The Puzzler

Kelly and I did puzzles on Sundays, mornings mostly, when the New York Times double dared its daily puzzlers to take the bigger, harder challenge of the page-wide crossword. We were both super sleuths, so we toiled as two resolved to solve the mystery of the hour it took us to fill in all of the empty spaces between the black of the uninvited and irrelevant to the game–like our world on Sundays, just us. There were no other people or places more alluring than the chicory of our coffee, the shaded sun on our table, and the pencil and paper inked with our patience–unconditional time. We were peaceful and complacent then. The metronomic congeniality of our pocket of a world was no more, no less: in the middle of hurry and sleep.

credit: !1cpcache.com

Kelly was a mechanic. No matter the make, no engine escaped the exhaustive expertise of this meticulous and measured engineer with a temperament of a lover scientist: observant, percipient and objective, yet warm, conciliatory and intuitive. I often heard, “They all have the same components with a switch up here and there to make me go mad.” And even so, even after having handily fine tuned many similar models before me, the puzzler could not calibrate my candor nor loosen my brakes. Typically, my symptoms–the broken parts–never showed before a somewhat stranger (like finally taking the car into the shop for that noise that suddenly disappears), but with time and travel, the intermittent accelerator hesitation, piercing brake squeals and mysterious trunk rattles made the ride rough, uneasy. And so, after much studied twisting and turning and torquing, the chassis collapsed. I was an enigma.

When Kelly moved to the black, I would bring that scratch-pad stretch of space and moment to mind when suffering the turbulence of spinning-on-the-teacups Terry or enduring the ennui of Edward or Kim or Ken or Sam. Back then, I longed for presence of the puzzle, of even-keeled Kelly time in our kingdom of suspended seismography, no pantomime of the naked love or the jealous joust or the sentimental snore, just Cadillac calm and Bavarian precision.

(Saved entries)
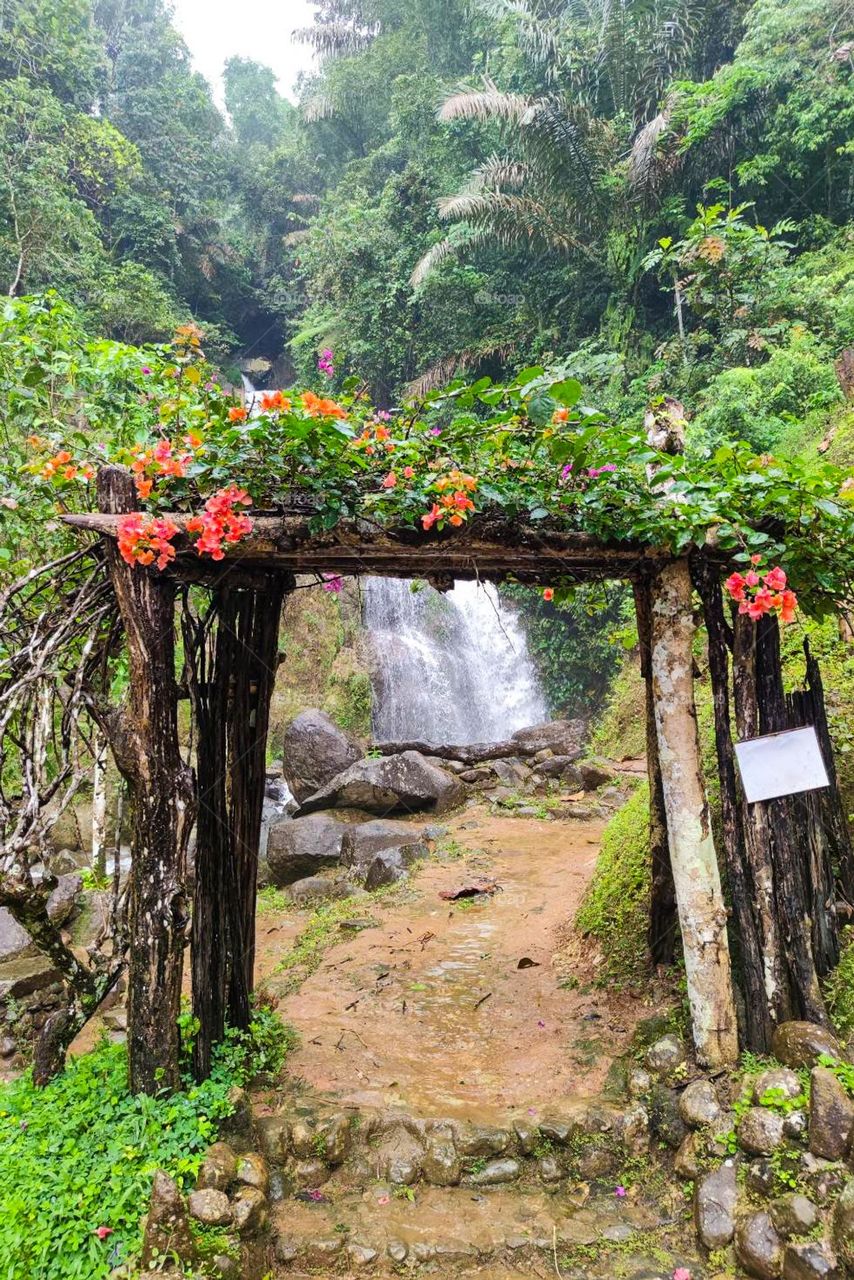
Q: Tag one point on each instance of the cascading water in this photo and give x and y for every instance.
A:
(448, 667)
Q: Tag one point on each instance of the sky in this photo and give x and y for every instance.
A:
(261, 30)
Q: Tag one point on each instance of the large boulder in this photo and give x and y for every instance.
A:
(391, 784)
(364, 840)
(315, 750)
(562, 737)
(301, 846)
(803, 1043)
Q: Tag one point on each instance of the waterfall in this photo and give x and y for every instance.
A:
(448, 667)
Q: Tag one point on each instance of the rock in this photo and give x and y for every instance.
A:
(639, 1082)
(758, 1247)
(548, 1169)
(562, 737)
(250, 1210)
(364, 840)
(63, 899)
(14, 940)
(698, 1104)
(319, 888)
(759, 1132)
(315, 752)
(442, 1165)
(494, 1173)
(715, 1198)
(361, 1256)
(803, 1043)
(391, 865)
(596, 773)
(776, 1083)
(686, 1161)
(218, 1169)
(665, 1056)
(843, 1230)
(210, 1207)
(167, 1226)
(562, 768)
(482, 1141)
(809, 1261)
(336, 1134)
(665, 1118)
(300, 846)
(252, 1170)
(392, 784)
(793, 1215)
(511, 772)
(831, 1115)
(274, 1138)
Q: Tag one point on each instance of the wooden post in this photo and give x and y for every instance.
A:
(661, 937)
(752, 903)
(699, 899)
(232, 681)
(146, 749)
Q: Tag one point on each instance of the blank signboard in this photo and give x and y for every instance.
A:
(781, 764)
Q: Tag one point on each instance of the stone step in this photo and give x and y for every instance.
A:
(498, 1233)
(307, 1139)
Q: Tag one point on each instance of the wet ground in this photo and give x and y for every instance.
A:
(459, 1008)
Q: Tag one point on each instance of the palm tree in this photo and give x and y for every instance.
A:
(602, 68)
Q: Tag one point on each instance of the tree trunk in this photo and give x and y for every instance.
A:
(99, 807)
(749, 906)
(232, 681)
(702, 912)
(161, 791)
(661, 936)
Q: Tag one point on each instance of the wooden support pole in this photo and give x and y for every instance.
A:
(752, 899)
(661, 937)
(702, 912)
(146, 749)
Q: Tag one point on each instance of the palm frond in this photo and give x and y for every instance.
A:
(485, 104)
(336, 39)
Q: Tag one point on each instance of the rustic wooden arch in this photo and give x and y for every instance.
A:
(785, 927)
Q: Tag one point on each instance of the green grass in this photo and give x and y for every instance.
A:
(81, 1152)
(615, 906)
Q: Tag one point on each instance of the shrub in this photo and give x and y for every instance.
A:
(81, 1153)
(615, 908)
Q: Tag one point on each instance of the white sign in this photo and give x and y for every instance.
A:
(781, 764)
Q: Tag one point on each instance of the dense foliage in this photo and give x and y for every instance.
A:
(80, 1155)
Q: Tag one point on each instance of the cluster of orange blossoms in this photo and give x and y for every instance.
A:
(455, 504)
(220, 524)
(758, 594)
(165, 458)
(146, 540)
(62, 465)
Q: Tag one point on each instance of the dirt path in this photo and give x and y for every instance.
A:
(429, 1009)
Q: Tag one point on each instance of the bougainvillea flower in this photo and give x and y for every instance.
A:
(274, 402)
(430, 517)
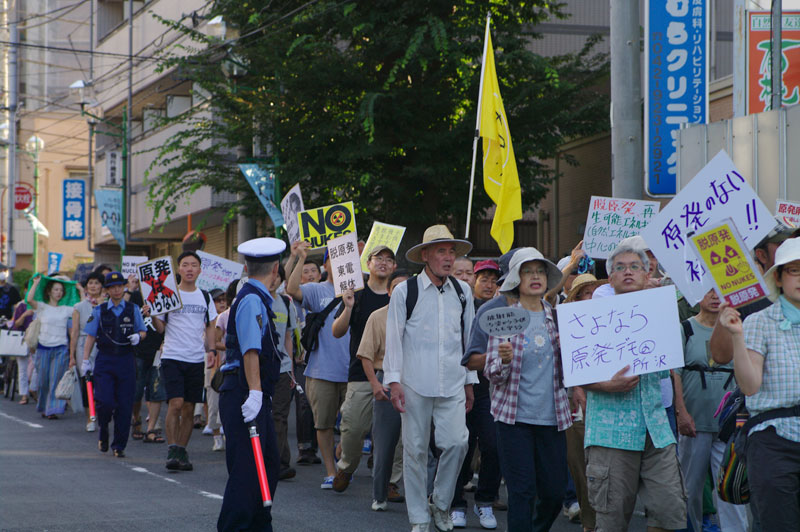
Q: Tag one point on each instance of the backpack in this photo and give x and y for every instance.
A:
(413, 295)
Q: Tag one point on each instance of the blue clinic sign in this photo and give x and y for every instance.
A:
(73, 225)
(676, 84)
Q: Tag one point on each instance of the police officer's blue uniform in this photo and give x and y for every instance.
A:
(114, 374)
(250, 326)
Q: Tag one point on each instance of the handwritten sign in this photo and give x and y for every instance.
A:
(217, 272)
(317, 226)
(382, 235)
(611, 220)
(599, 337)
(717, 192)
(343, 254)
(788, 212)
(291, 205)
(736, 277)
(159, 286)
(505, 322)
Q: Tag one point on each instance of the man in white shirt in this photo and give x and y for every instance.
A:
(189, 338)
(423, 368)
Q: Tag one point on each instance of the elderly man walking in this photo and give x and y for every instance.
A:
(427, 327)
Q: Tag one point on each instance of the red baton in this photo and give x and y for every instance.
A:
(262, 472)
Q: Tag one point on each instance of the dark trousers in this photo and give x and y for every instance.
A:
(242, 507)
(533, 459)
(114, 382)
(773, 469)
(483, 435)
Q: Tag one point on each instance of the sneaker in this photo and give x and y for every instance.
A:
(459, 518)
(341, 481)
(486, 516)
(441, 518)
(379, 506)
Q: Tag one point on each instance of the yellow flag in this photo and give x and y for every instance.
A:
(500, 178)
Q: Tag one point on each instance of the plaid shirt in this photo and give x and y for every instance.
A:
(505, 377)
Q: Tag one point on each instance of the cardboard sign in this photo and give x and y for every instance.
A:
(717, 192)
(599, 337)
(611, 220)
(217, 272)
(788, 212)
(318, 226)
(343, 254)
(736, 277)
(382, 235)
(159, 286)
(505, 322)
(291, 205)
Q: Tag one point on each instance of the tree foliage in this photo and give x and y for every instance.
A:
(374, 102)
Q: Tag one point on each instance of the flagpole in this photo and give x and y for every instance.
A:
(477, 125)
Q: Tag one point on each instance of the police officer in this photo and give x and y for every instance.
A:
(116, 326)
(251, 370)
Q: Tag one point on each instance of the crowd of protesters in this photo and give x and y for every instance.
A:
(403, 372)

◆ **APPLY WHAT YOU READ**:
a. Answer these questions about the Puzzler essay.
(i) What job did Kelly have?
(ii) Which newspaper's crossword did the two of them do on Sundays?
(iii) Which person is called "spinning-on-the-teacups"?
b. Print the part of the Puzzler essay from "When Kelly moved" to "and Bavarian precision.".

◆ **ANSWERS TO THE TASKS**:
a.
(i) Kelly was a mechanic.
(ii) The New York Times.
(iii) Terry.

b.
When Kelly moved to the black, I would bring that scratch-pad stretch of space and moment to mind when suffering the turbulence of spinning-on-the-teacups Terry or enduring the ennui of Edward or Kim or Ken or Sam. Back then, I longed for presence of the puzzle, of even-keeled Kelly time in our kingdom of suspended seismography, no pantomime of the naked love or the jealous joust or the sentimental snore, just Cadillac calm and Bavarian precision.